◆ Instructions for the task:
Go to the line containing "x=532 y=226" in the records below and retype from there through the final line, exactly.

================

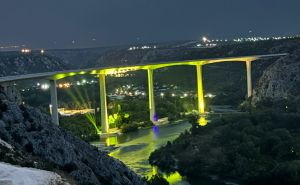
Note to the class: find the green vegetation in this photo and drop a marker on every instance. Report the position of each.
(80, 127)
(256, 149)
(156, 180)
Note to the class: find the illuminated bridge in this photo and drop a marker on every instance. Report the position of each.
(103, 71)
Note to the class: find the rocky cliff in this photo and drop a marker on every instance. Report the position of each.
(15, 63)
(280, 80)
(30, 131)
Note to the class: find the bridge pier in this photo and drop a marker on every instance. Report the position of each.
(153, 116)
(249, 79)
(103, 104)
(54, 104)
(201, 104)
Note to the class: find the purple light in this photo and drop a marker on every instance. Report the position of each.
(155, 131)
(155, 116)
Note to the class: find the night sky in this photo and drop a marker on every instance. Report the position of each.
(89, 23)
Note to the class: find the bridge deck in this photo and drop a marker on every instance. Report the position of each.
(115, 69)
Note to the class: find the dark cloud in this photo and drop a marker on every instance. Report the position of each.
(56, 23)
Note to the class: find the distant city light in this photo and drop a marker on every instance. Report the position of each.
(45, 86)
(209, 95)
(204, 39)
(26, 50)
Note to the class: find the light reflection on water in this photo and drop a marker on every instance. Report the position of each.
(136, 147)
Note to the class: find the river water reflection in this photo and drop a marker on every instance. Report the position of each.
(136, 147)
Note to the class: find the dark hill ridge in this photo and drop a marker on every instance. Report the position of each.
(31, 131)
(15, 63)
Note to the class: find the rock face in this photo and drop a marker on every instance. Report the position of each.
(15, 63)
(31, 131)
(281, 80)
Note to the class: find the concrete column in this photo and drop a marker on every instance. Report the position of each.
(153, 116)
(54, 104)
(201, 105)
(103, 104)
(249, 80)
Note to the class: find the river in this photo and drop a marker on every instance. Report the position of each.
(136, 147)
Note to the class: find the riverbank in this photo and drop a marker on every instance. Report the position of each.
(134, 148)
(253, 149)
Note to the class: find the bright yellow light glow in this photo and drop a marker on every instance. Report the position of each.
(201, 105)
(112, 141)
(202, 121)
(173, 178)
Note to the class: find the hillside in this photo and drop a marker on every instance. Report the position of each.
(15, 63)
(281, 80)
(31, 132)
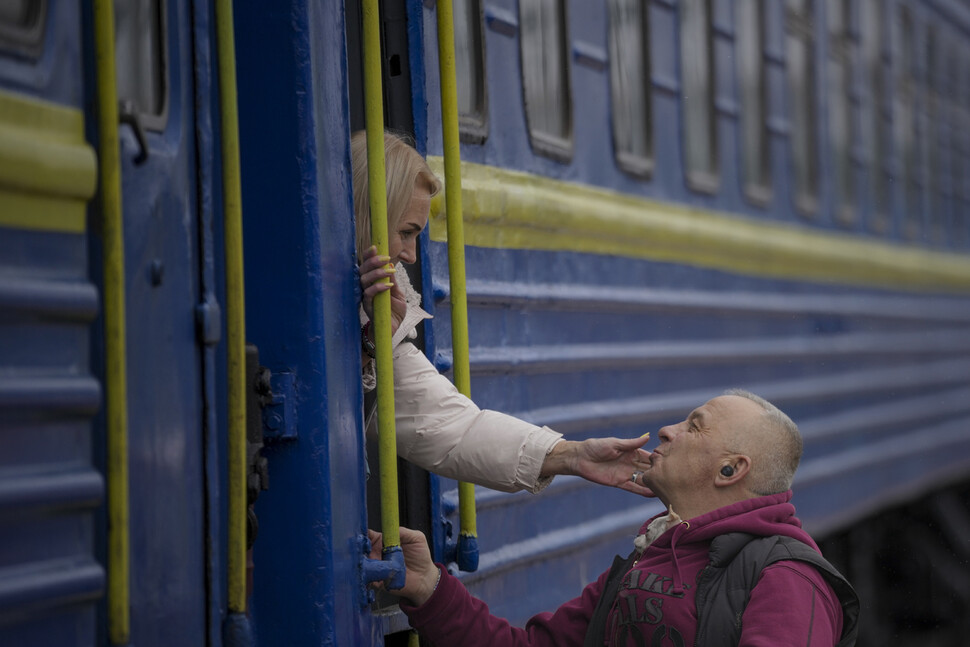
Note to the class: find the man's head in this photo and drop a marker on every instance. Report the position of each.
(734, 447)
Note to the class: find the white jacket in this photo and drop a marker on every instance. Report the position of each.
(444, 432)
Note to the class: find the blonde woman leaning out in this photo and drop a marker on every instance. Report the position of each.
(438, 428)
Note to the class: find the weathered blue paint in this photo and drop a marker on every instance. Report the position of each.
(302, 314)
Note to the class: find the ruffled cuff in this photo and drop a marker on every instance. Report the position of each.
(541, 442)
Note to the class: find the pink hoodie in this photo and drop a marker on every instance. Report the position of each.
(791, 604)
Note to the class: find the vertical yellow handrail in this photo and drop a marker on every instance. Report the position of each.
(467, 547)
(376, 182)
(116, 377)
(235, 308)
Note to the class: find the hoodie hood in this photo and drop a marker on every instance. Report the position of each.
(763, 516)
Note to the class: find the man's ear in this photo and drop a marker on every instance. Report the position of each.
(732, 470)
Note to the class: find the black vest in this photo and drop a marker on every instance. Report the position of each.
(725, 584)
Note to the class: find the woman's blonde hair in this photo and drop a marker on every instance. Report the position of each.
(403, 166)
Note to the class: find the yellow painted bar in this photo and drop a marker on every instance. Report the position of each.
(48, 171)
(514, 210)
(235, 308)
(456, 236)
(376, 181)
(116, 379)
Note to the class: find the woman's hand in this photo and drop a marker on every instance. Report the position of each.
(607, 461)
(373, 270)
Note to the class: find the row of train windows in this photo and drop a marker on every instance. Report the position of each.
(903, 101)
(140, 49)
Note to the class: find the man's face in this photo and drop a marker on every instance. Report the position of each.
(691, 453)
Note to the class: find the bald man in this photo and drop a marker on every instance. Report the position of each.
(727, 564)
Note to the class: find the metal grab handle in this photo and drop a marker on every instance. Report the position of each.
(376, 181)
(116, 376)
(128, 114)
(467, 556)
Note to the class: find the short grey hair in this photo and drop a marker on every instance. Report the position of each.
(780, 450)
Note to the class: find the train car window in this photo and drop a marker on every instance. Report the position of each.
(545, 77)
(934, 126)
(755, 155)
(630, 86)
(141, 55)
(22, 26)
(800, 52)
(697, 93)
(904, 121)
(960, 127)
(840, 57)
(470, 70)
(877, 125)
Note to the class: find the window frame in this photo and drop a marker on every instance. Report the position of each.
(840, 56)
(474, 128)
(801, 29)
(152, 121)
(554, 146)
(878, 109)
(757, 192)
(629, 162)
(702, 181)
(905, 118)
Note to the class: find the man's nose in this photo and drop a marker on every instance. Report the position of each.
(408, 254)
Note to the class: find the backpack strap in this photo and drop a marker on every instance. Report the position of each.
(596, 631)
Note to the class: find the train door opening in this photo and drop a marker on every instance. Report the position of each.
(413, 482)
(166, 255)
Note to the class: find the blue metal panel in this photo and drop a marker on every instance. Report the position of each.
(164, 257)
(49, 488)
(302, 295)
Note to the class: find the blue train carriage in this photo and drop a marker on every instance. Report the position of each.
(665, 199)
(112, 382)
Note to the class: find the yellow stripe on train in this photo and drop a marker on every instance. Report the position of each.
(47, 169)
(513, 210)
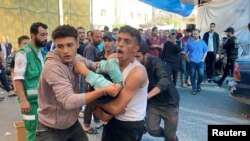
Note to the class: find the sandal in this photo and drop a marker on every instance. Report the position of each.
(11, 93)
(91, 131)
(1, 98)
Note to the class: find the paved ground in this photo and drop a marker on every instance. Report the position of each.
(211, 106)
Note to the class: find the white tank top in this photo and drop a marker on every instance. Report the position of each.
(136, 108)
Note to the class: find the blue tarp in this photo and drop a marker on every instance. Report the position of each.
(174, 6)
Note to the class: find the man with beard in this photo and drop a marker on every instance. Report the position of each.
(196, 51)
(212, 40)
(231, 49)
(163, 97)
(125, 114)
(29, 62)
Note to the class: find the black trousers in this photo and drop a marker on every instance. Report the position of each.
(88, 112)
(210, 64)
(73, 133)
(172, 69)
(117, 130)
(3, 79)
(229, 69)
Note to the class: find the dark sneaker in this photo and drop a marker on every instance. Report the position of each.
(184, 85)
(198, 88)
(194, 92)
(218, 83)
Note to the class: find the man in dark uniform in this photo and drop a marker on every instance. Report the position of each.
(213, 41)
(231, 50)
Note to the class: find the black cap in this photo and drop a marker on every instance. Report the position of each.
(230, 29)
(108, 35)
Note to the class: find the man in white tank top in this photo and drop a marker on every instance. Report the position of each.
(125, 114)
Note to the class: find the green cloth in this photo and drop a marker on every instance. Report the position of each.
(30, 83)
(111, 67)
(96, 80)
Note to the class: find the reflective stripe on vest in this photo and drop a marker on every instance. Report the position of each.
(29, 117)
(32, 92)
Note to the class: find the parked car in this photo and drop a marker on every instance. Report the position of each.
(239, 87)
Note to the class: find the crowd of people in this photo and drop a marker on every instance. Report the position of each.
(125, 78)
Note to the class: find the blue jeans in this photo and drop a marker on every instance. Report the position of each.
(199, 69)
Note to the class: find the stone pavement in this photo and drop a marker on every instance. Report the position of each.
(211, 106)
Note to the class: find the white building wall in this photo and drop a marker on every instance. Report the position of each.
(131, 12)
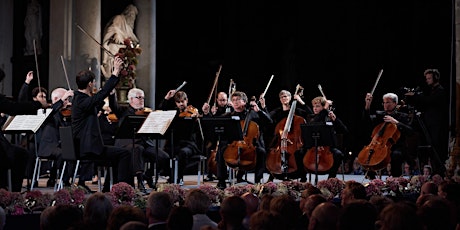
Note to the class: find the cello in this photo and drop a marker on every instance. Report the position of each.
(242, 154)
(281, 159)
(376, 155)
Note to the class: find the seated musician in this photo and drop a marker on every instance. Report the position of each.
(322, 114)
(255, 114)
(144, 147)
(184, 138)
(372, 118)
(281, 113)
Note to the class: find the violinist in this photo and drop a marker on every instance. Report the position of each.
(321, 113)
(281, 112)
(185, 138)
(246, 112)
(49, 145)
(372, 118)
(144, 148)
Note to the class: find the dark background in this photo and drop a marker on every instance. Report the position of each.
(341, 45)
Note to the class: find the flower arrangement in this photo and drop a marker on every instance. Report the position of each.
(121, 194)
(129, 55)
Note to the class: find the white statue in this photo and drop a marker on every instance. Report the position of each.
(117, 30)
(33, 28)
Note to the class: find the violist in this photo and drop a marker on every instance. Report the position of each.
(249, 112)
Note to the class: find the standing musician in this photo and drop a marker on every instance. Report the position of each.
(144, 148)
(373, 118)
(278, 114)
(48, 135)
(323, 114)
(255, 114)
(185, 141)
(216, 110)
(86, 129)
(14, 156)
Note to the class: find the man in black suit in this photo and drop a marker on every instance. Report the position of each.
(12, 155)
(85, 124)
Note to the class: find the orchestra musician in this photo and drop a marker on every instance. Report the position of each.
(261, 118)
(185, 140)
(323, 114)
(14, 156)
(86, 128)
(281, 112)
(220, 107)
(144, 147)
(48, 135)
(372, 118)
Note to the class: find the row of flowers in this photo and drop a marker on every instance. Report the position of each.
(16, 203)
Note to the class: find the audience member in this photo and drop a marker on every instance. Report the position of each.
(97, 210)
(180, 218)
(123, 214)
(324, 217)
(198, 202)
(159, 205)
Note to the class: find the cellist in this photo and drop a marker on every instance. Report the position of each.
(322, 112)
(372, 118)
(281, 112)
(252, 113)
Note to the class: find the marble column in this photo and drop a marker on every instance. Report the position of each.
(145, 30)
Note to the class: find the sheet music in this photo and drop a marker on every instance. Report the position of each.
(157, 122)
(26, 122)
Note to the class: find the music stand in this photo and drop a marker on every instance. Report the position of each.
(226, 129)
(317, 134)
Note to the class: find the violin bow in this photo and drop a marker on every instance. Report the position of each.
(268, 85)
(106, 50)
(65, 72)
(376, 82)
(180, 87)
(215, 84)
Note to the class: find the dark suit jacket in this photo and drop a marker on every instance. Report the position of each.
(85, 123)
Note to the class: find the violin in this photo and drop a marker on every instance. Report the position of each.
(190, 111)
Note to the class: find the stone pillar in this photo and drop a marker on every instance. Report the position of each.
(6, 46)
(60, 45)
(145, 30)
(86, 52)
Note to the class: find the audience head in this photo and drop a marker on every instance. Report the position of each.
(324, 217)
(64, 216)
(197, 201)
(357, 214)
(159, 205)
(180, 218)
(97, 211)
(353, 191)
(399, 216)
(134, 225)
(123, 214)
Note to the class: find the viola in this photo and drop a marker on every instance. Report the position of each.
(189, 111)
(376, 155)
(241, 154)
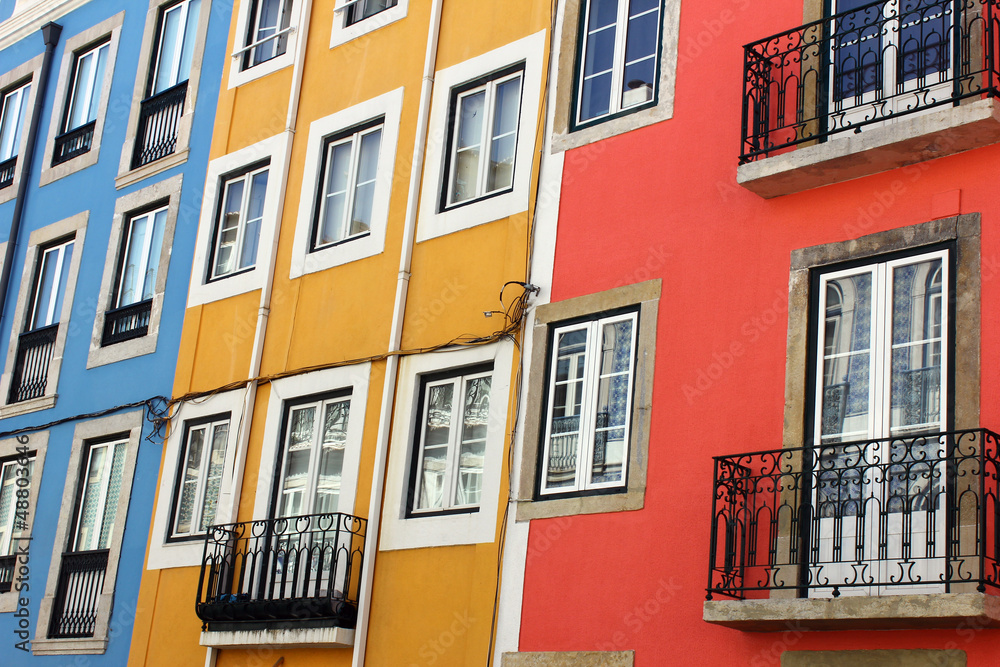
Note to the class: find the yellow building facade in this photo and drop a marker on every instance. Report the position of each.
(349, 368)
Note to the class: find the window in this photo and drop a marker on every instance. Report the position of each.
(455, 413)
(618, 56)
(238, 231)
(483, 138)
(315, 440)
(200, 479)
(347, 195)
(268, 34)
(589, 404)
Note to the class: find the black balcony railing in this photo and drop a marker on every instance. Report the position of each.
(75, 142)
(7, 564)
(156, 136)
(78, 594)
(907, 514)
(127, 322)
(7, 172)
(281, 570)
(31, 366)
(864, 66)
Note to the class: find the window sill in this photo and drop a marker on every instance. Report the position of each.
(890, 612)
(279, 638)
(907, 141)
(31, 405)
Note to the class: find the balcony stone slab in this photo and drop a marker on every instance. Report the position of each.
(890, 612)
(877, 148)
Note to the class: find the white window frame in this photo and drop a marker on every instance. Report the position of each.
(164, 552)
(238, 75)
(566, 46)
(389, 108)
(201, 289)
(148, 53)
(588, 404)
(403, 529)
(109, 30)
(342, 33)
(486, 138)
(453, 469)
(38, 240)
(433, 221)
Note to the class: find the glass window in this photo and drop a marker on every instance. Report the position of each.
(589, 405)
(618, 56)
(238, 228)
(14, 113)
(50, 285)
(200, 476)
(455, 414)
(85, 91)
(313, 456)
(484, 139)
(350, 168)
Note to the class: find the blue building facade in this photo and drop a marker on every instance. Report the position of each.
(106, 113)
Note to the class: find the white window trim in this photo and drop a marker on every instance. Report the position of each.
(201, 291)
(342, 33)
(37, 443)
(167, 189)
(433, 223)
(112, 26)
(28, 70)
(239, 76)
(73, 226)
(435, 530)
(129, 423)
(355, 379)
(566, 46)
(126, 175)
(164, 554)
(389, 106)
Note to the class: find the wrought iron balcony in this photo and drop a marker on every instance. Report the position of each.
(78, 592)
(7, 168)
(31, 366)
(282, 570)
(866, 66)
(911, 514)
(157, 132)
(127, 322)
(76, 142)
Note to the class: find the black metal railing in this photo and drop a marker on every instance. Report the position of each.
(7, 564)
(31, 366)
(297, 568)
(75, 142)
(899, 514)
(864, 66)
(127, 322)
(157, 132)
(7, 168)
(78, 594)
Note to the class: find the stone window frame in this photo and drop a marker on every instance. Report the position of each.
(167, 190)
(109, 28)
(38, 443)
(127, 175)
(127, 425)
(402, 531)
(20, 75)
(532, 505)
(567, 31)
(76, 227)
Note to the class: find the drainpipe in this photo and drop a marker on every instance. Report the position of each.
(395, 337)
(264, 308)
(50, 36)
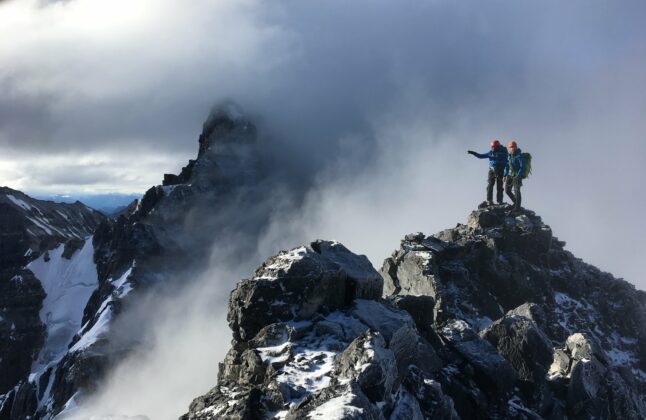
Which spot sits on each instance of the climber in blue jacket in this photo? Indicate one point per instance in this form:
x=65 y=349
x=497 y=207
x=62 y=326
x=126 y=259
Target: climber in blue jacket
x=514 y=173
x=498 y=160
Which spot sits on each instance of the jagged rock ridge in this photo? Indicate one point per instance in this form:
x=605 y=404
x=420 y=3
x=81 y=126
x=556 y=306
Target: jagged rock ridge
x=162 y=237
x=492 y=319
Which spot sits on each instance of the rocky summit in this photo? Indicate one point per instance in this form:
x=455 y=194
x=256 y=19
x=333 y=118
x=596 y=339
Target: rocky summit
x=490 y=319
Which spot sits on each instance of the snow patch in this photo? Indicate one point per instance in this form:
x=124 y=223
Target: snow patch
x=68 y=284
x=102 y=324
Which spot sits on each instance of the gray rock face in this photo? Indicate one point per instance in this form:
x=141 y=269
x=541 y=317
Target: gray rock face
x=492 y=319
x=486 y=360
x=338 y=351
x=321 y=277
x=370 y=363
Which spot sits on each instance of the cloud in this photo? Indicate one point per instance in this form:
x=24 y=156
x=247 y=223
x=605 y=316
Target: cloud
x=366 y=108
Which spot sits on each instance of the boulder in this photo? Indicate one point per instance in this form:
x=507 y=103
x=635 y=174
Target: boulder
x=523 y=344
x=481 y=355
x=296 y=284
x=369 y=363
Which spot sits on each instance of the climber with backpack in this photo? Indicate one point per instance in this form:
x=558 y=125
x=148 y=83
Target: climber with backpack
x=497 y=163
x=518 y=168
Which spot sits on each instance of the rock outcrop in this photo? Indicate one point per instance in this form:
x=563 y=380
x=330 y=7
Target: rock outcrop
x=491 y=319
x=164 y=236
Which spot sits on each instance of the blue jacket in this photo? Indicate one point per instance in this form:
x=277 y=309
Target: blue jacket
x=516 y=164
x=497 y=158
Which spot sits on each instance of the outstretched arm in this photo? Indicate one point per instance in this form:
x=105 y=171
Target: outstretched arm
x=479 y=155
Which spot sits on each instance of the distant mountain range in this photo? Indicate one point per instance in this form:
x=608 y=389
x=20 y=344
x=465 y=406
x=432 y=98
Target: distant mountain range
x=107 y=204
x=491 y=319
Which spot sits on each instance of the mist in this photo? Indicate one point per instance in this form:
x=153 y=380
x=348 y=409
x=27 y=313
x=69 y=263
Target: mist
x=367 y=109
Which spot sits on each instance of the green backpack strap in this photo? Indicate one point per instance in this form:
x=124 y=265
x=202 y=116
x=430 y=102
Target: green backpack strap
x=528 y=165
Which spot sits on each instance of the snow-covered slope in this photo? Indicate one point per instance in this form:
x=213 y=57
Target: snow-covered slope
x=69 y=283
x=36 y=231
x=160 y=243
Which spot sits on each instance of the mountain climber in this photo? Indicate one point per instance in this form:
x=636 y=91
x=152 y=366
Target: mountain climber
x=514 y=173
x=498 y=161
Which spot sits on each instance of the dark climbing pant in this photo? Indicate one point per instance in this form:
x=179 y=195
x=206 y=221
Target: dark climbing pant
x=495 y=177
x=514 y=182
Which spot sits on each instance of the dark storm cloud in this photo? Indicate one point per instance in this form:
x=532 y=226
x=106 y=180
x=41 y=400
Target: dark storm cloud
x=359 y=98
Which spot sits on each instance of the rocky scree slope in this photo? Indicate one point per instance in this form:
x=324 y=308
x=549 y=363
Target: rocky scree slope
x=492 y=319
x=162 y=239
x=29 y=230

================

◆ Solution for this exercise:
x=532 y=226
x=106 y=180
x=41 y=400
Target: dark storm cloud
x=359 y=98
Which spot sits on each instance of the rocky scree slope in this photo? Indicate one point per instance in this form:
x=324 y=308
x=549 y=363
Target: rocky scree slope
x=492 y=319
x=162 y=239
x=29 y=230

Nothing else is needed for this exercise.